START DATA

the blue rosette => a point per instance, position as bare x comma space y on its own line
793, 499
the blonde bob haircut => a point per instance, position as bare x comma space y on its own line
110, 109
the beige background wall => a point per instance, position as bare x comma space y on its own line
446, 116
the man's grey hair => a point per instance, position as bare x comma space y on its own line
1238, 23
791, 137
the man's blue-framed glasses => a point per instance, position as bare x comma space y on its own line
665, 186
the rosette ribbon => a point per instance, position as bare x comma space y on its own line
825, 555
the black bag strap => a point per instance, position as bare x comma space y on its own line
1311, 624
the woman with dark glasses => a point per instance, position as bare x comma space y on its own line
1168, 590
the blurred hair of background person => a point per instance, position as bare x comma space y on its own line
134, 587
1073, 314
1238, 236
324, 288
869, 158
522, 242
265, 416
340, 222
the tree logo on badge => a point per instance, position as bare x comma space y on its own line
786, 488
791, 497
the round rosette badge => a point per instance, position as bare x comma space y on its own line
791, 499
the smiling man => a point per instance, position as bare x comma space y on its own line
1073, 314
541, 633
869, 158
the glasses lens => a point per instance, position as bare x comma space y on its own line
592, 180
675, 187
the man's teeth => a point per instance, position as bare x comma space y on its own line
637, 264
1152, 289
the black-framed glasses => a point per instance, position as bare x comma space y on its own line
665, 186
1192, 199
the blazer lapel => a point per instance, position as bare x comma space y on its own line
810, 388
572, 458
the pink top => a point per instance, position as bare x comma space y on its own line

END DATA

■ ACTION ITEM:
Your task is to reproduce exactly the lines that begin with the one containing "the man's blue-framed" and continue to the end of the data, both ends included.

■ RESPONSE FOR THIS EXERCISE:
the man's blue-framed glasses => a point per instance, position as bare x comma space y on its own line
665, 186
the rosette ribbon => a point per instance, position as bare x comma space y on its own line
825, 555
the black bag strap => a point per instance, position as bare x comma space y on its own line
1311, 624
the woman with dark glasses => a point per instance, position as bare x comma space y on its own line
1168, 590
the blurred hair of background person => a point per instance, position as bare x comma space y on its own line
134, 587
1073, 314
1238, 236
324, 288
869, 158
522, 242
265, 416
340, 222
the tree logo on badge => a point per instance, position as bare x comma space y on its own line
786, 488
791, 497
the round rosette badge => a point per instance, position as bare x comma space y on its own line
791, 499
the smiling man => a point per instance, position as bare x comma space y on its own line
1073, 314
541, 633
869, 158
the glasses lens => a point per instance, position as bare x comma space y on its own line
592, 180
675, 187
the man's teeth => a point per instance, position as bare x comma space y on its own line
637, 264
1152, 289
the black-framed glasses => a point per instance, position as bare x comma space y on its own line
665, 186
1192, 199
the blazer lapel => a point per instance, position as bare x comma space y on its own line
810, 388
572, 458
the pink top => a point per instance, position as bare x comma space y on its own line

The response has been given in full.